REQUIREMENT: Write out exactly the lines from the one containing "Could you kindly annotate the hand" through the last line of the records below, including both.
┏━━
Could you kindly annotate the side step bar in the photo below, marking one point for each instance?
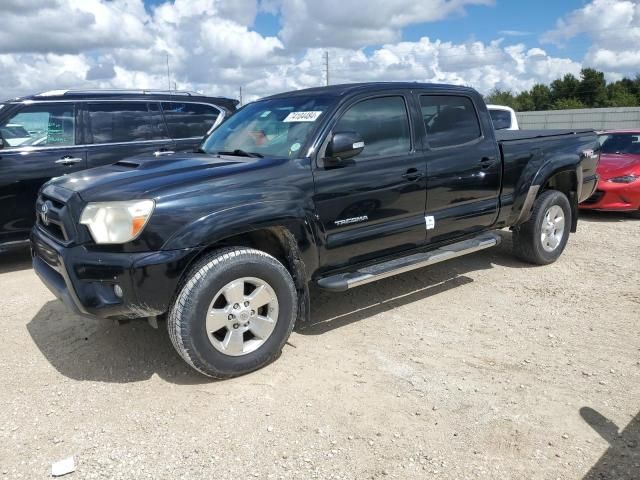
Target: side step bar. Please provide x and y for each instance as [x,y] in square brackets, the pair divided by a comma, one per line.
[345,281]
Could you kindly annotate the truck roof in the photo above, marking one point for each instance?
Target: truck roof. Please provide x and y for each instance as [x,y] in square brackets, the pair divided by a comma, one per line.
[351,88]
[125,94]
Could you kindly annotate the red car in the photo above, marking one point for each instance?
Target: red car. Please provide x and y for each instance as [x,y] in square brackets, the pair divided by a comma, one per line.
[619,171]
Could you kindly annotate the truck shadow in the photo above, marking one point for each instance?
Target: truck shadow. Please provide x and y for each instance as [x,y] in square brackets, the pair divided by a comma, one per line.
[93,350]
[621,461]
[102,351]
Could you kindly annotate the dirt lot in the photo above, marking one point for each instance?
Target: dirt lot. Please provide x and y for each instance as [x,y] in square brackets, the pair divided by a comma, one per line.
[482,367]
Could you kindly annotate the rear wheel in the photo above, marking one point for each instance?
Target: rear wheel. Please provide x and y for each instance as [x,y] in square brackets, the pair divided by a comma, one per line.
[234,313]
[542,239]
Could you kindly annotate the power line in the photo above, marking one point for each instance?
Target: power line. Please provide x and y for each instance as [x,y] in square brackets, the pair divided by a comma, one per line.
[326,60]
[168,74]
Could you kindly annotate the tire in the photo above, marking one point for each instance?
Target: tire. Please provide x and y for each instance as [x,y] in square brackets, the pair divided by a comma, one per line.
[536,241]
[232,272]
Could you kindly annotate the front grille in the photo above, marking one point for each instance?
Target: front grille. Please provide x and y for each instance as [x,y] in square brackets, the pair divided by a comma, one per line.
[595,198]
[56,215]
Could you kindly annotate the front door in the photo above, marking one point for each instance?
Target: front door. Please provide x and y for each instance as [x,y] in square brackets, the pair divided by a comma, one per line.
[373,204]
[115,130]
[40,144]
[463,165]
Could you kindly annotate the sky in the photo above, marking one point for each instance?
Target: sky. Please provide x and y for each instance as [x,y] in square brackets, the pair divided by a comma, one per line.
[270,46]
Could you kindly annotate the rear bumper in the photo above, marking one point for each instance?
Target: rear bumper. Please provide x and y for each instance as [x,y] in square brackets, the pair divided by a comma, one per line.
[614,196]
[85,280]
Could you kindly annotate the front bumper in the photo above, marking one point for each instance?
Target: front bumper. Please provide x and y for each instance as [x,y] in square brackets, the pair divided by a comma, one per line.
[84,280]
[614,196]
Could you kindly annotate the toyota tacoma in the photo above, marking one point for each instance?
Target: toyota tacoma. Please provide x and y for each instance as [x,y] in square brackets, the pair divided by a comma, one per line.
[336,186]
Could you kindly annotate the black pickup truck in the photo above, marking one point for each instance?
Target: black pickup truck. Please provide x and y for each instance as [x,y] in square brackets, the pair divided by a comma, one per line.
[335,186]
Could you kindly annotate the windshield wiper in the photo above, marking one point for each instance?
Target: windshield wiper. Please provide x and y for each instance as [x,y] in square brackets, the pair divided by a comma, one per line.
[242,153]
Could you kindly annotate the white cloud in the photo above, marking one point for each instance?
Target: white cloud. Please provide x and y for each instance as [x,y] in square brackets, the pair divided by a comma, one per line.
[340,23]
[213,47]
[614,29]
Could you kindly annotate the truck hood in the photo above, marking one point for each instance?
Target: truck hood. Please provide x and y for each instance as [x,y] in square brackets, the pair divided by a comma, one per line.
[150,176]
[617,165]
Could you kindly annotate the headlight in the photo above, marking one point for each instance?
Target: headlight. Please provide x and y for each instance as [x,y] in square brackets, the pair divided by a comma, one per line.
[624,179]
[116,222]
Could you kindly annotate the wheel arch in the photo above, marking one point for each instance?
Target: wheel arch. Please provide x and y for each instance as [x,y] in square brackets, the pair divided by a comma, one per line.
[565,178]
[290,240]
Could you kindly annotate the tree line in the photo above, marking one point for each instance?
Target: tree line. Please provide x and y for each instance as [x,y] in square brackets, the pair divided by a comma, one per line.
[591,90]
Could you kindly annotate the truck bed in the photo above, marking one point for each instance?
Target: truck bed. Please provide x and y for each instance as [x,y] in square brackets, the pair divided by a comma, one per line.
[516,135]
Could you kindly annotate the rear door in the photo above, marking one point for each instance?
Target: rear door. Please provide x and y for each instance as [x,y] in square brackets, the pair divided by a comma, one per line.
[188,123]
[42,145]
[117,129]
[373,205]
[463,165]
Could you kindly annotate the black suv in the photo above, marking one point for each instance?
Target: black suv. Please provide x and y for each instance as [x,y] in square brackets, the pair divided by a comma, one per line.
[58,132]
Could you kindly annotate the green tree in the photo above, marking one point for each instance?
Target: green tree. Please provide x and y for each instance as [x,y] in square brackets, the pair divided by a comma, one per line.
[592,90]
[501,97]
[567,104]
[524,102]
[541,96]
[618,95]
[565,87]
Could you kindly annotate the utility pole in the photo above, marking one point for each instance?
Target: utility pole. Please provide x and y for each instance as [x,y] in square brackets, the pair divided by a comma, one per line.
[326,65]
[168,74]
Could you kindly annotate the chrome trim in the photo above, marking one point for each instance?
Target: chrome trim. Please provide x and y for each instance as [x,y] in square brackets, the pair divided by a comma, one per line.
[29,149]
[69,160]
[370,274]
[160,153]
[133,91]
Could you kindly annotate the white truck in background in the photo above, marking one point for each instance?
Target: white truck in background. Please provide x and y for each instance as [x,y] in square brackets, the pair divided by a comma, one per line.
[503,117]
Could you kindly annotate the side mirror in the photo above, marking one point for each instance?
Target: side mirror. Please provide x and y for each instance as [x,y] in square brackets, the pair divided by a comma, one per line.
[344,145]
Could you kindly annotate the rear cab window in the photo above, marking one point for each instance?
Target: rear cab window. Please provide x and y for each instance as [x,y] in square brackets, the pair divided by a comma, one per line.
[40,124]
[189,120]
[121,122]
[449,120]
[501,119]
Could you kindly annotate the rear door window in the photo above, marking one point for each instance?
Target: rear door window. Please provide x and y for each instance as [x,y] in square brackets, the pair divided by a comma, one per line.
[41,125]
[118,122]
[449,120]
[382,123]
[189,120]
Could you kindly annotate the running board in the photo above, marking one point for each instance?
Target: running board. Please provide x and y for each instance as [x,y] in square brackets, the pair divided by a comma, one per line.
[345,281]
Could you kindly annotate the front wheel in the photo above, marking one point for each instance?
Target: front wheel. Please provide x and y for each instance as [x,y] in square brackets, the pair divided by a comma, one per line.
[542,239]
[234,312]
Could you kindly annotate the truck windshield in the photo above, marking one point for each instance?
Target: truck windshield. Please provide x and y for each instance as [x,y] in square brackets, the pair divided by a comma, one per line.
[277,127]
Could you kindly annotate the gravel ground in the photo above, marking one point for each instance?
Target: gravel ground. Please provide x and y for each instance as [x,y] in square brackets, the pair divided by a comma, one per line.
[481,367]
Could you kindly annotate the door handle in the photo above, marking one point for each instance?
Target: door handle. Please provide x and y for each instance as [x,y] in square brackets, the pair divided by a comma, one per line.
[68,160]
[412,175]
[487,162]
[163,151]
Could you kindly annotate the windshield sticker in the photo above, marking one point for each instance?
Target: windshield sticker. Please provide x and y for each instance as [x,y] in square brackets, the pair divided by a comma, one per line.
[302,117]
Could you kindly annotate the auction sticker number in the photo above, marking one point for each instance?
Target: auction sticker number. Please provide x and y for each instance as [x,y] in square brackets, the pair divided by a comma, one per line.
[302,116]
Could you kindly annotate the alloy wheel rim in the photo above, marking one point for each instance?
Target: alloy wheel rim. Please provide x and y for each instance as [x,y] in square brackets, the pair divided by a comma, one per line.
[242,316]
[552,231]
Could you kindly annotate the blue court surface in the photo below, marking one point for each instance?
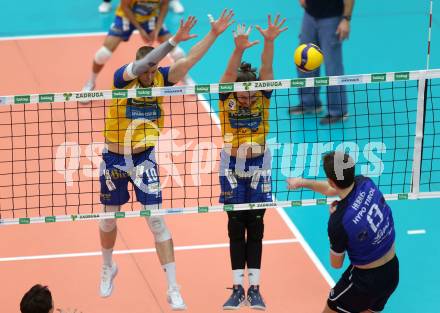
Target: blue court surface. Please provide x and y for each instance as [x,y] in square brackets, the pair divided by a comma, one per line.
[386,36]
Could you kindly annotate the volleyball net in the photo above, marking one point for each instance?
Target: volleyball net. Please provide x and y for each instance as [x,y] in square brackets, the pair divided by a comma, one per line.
[51,145]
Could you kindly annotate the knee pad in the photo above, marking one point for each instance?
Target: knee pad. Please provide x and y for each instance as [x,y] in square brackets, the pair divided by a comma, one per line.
[255,229]
[236,230]
[159,228]
[102,55]
[108,224]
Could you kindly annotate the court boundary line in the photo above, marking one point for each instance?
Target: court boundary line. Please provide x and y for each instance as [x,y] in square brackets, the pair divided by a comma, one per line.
[137,251]
[312,255]
[54,36]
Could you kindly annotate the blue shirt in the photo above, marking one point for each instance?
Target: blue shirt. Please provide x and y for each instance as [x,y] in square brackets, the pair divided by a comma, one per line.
[362,224]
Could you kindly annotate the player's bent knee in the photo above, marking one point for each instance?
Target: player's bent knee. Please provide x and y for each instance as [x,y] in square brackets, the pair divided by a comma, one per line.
[159,228]
[102,55]
[107,225]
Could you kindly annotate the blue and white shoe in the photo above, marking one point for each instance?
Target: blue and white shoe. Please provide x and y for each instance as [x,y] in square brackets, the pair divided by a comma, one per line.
[255,299]
[236,300]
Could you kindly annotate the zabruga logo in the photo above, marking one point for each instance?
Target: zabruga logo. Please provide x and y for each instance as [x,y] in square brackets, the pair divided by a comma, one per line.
[67,96]
[268,84]
[262,85]
[88,216]
[82,95]
[266,204]
[247,85]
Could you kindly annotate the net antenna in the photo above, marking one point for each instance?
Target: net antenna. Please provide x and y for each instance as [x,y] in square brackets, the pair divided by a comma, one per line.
[421,114]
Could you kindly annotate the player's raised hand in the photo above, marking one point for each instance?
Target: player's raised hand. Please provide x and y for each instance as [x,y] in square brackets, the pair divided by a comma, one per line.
[333,206]
[273,29]
[241,37]
[222,23]
[295,183]
[183,33]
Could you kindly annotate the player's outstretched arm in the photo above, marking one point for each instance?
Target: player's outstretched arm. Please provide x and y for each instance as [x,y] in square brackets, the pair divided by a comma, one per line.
[138,67]
[272,31]
[241,40]
[163,10]
[179,69]
[125,6]
[321,187]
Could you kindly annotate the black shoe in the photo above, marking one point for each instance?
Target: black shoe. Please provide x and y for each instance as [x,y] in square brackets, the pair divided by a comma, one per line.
[328,119]
[255,299]
[299,109]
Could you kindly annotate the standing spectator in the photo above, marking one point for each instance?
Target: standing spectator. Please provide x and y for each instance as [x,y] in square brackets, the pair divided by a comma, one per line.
[326,23]
[39,300]
[105,6]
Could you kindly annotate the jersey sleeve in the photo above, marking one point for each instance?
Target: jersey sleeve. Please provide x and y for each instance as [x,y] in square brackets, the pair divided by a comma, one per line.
[118,78]
[337,236]
[165,71]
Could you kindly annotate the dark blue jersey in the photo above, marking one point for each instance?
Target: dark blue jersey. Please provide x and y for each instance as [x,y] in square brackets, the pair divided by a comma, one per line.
[362,224]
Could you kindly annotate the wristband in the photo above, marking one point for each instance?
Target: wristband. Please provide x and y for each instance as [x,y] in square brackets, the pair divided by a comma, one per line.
[172,42]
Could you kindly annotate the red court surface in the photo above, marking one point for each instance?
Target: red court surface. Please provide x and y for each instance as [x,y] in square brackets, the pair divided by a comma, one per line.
[291,282]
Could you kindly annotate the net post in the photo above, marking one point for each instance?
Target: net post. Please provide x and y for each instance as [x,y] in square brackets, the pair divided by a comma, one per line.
[418,138]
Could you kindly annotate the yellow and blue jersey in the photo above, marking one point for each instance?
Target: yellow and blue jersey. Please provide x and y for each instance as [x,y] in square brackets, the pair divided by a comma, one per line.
[143,10]
[131,122]
[242,125]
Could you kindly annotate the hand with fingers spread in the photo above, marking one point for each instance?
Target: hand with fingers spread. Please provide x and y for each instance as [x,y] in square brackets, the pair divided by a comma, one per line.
[147,38]
[222,23]
[273,29]
[183,33]
[343,30]
[241,37]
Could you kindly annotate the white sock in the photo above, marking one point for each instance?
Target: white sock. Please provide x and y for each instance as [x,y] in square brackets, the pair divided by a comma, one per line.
[237,277]
[107,256]
[170,271]
[254,276]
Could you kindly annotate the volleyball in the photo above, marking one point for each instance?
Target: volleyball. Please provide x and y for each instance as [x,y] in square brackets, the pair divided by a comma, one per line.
┗━━
CORRECT OUTPUT:
Could you kindly annotate the hand with fingers spread in the photo above, marking one point for each instance?
Target: hand with fingers spread. Please provide x and y for each instance as [x,y] in square brackets, the pair divided by a comma, one per line.
[147,38]
[222,23]
[273,29]
[183,33]
[343,30]
[241,37]
Could you kindly annotate the white sock in the photo above, marking one point for each instance?
Target: white sock. Please provide x and y for each instance as [x,y] in square brackets, the pair divided by a comma, one per line.
[237,277]
[107,256]
[170,271]
[254,276]
Could you kindly annotate the volleyball in the photo above, marking one point for each instance?
Target: volleyball. Please provide x and y for each instance as [x,y] in square brackets, the pair divided by a comma, one per line.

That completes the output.